### Requirement
Rewrite every line below as a Markdown table with two columns: No. for a running number and Text for the line itself. Leave out any blank lines.

————————

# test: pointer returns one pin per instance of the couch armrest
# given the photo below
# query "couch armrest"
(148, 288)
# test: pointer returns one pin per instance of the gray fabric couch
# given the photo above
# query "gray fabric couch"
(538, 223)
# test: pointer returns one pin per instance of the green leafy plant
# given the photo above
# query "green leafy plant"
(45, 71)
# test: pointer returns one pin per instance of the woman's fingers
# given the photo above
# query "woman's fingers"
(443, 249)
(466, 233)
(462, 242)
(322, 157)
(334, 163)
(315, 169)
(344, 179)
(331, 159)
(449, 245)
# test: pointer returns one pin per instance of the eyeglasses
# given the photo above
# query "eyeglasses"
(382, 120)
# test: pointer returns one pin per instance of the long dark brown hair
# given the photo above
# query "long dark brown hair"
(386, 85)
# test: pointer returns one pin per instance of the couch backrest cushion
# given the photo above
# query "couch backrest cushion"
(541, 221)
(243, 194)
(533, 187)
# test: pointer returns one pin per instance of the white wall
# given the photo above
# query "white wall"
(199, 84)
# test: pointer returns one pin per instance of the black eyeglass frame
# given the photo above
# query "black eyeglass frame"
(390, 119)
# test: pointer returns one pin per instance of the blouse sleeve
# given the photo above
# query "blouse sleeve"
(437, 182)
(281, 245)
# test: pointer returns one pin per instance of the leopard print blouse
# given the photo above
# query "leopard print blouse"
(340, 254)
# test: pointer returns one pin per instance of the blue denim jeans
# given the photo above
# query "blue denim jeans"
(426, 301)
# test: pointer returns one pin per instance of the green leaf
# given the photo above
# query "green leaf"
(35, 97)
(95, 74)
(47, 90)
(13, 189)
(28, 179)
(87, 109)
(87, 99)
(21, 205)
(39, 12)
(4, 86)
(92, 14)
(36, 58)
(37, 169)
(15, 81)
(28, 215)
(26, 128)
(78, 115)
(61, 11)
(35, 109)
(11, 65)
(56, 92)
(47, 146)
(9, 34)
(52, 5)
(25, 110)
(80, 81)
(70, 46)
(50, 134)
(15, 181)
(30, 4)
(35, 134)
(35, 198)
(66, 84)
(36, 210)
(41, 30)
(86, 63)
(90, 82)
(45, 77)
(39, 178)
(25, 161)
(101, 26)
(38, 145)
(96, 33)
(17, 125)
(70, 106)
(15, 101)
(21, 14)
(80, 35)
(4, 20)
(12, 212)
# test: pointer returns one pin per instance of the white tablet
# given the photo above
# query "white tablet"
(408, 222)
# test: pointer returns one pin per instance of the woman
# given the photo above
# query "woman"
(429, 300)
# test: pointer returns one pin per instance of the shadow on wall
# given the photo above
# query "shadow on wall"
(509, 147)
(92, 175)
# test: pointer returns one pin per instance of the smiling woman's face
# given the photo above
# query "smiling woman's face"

————————

### Solution to the exercise
| No. | Text |
|---|---|
| 1 | # test: pointer returns one pin per instance of the couch armrest |
| 2 | # given the photo below |
| 3 | # query "couch armrest" |
| 4 | (148, 288) |
| 5 | # test: pointer returns one pin per instance of the gray fabric couch |
| 6 | # given the photo above |
| 7 | # query "gray fabric couch" |
| 8 | (538, 223) |
| 9 | # test: pointer returns one pin per instance of the green leafy plant |
| 10 | # given the photo above |
| 11 | # query "green leafy plant" |
| 12 | (45, 71) |
| 13 | # test: pointer returns one pin per instance of the woman's fingers |
| 14 | # given the photo above |
| 15 | # query "woman's fingers" |
| 16 | (443, 249) |
| 17 | (466, 233) |
| 18 | (462, 242) |
| 19 | (322, 157) |
| 20 | (334, 163) |
| 21 | (315, 169) |
| 22 | (344, 179) |
| 23 | (331, 159) |
| 24 | (449, 245) |
| 25 | # test: pointer returns one pin per instance of the eyeglasses |
| 26 | # given the photo above |
| 27 | # query "eyeglasses" |
| 28 | (382, 120) |
| 29 | # test: pointer returns one pin per instance of the long dark brown hair |
| 30 | # given the photo above |
| 31 | # query "long dark brown hair" |
| 32 | (386, 85) |
| 33 | # test: pointer returns one pin per instance of the couch backrest cushion |
| 34 | # given the photo above |
| 35 | # query "couch backrest cushion" |
| 36 | (541, 221) |
| 37 | (243, 194) |
| 38 | (533, 187) |
| 39 | # test: pointer returns one pin per instance of the white wall |
| 40 | # given the photo above |
| 41 | # query "white wall" |
| 42 | (199, 84) |
| 43 | # test: pointer returns one pin per instance of the black eyeglass frame |
| 44 | # given the photo above |
| 45 | # query "black eyeglass frame" |
| 46 | (390, 119) |
| 47 | # test: pointer returns one pin per instance of the blouse sleeve |
| 48 | # given the photo above |
| 49 | # query "blouse sleeve" |
| 50 | (437, 182) |
| 51 | (281, 245) |
| 52 | # test: pointer returns one pin per instance of the leopard print blouse |
| 53 | # given the photo above |
| 54 | # query "leopard print blouse" |
| 55 | (340, 254) |
| 56 | # test: pointer returns one pin per instance of the blue denim jeans |
| 57 | # given the photo above |
| 58 | # query "blue denim jeans" |
| 59 | (426, 301) |
| 60 | # test: pointer returns one pin per instance of the green leaf |
| 61 | # given the photo above |
| 62 | # query "green leaf" |
| 63 | (35, 97) |
| 64 | (95, 74) |
| 65 | (47, 90) |
| 66 | (13, 189) |
| 67 | (28, 179) |
| 68 | (87, 109) |
| 69 | (87, 99) |
| 70 | (21, 205) |
| 71 | (39, 12) |
| 72 | (4, 86) |
| 73 | (92, 14) |
| 74 | (36, 58) |
| 75 | (37, 169) |
| 76 | (15, 81) |
| 77 | (28, 215) |
| 78 | (26, 128) |
| 79 | (78, 115) |
| 80 | (61, 11) |
| 81 | (35, 109) |
| 82 | (11, 65) |
| 83 | (56, 92) |
| 84 | (47, 146) |
| 85 | (9, 34) |
| 86 | (52, 5) |
| 87 | (25, 110) |
| 88 | (80, 81) |
| 89 | (70, 46) |
| 90 | (50, 134) |
| 91 | (15, 181) |
| 92 | (30, 4) |
| 93 | (35, 134) |
| 94 | (35, 198) |
| 95 | (66, 84) |
| 96 | (36, 210) |
| 97 | (41, 30) |
| 98 | (86, 63) |
| 99 | (90, 82) |
| 100 | (45, 77) |
| 101 | (39, 178) |
| 102 | (25, 161) |
| 103 | (101, 26) |
| 104 | (38, 145) |
| 105 | (96, 33) |
| 106 | (17, 125) |
| 107 | (70, 106) |
| 108 | (15, 101) |
| 109 | (21, 14) |
| 110 | (80, 35) |
| 111 | (4, 20) |
| 112 | (12, 212) |
| 113 | # test: pointer returns one pin per instance of the white tablet |
| 114 | # given the photo above |
| 115 | # query "white tablet" |
| 116 | (408, 222) |
| 117 | # test: pointer returns one pin per instance of the woman |
| 118 | # given the photo above |
| 119 | # query "woman" |
| 120 | (429, 300) |
| 121 | # test: pointer returns one pin per instance of the shadow on wall |
| 122 | # given the photo above |
| 123 | # query "shadow on wall" |
| 124 | (509, 147) |
| 125 | (92, 175) |
| 126 | # test: pointer returns one pin per instance of the smiling woman's face |
| 127 | # given the photo above |
| 128 | # query "smiling woman's face" |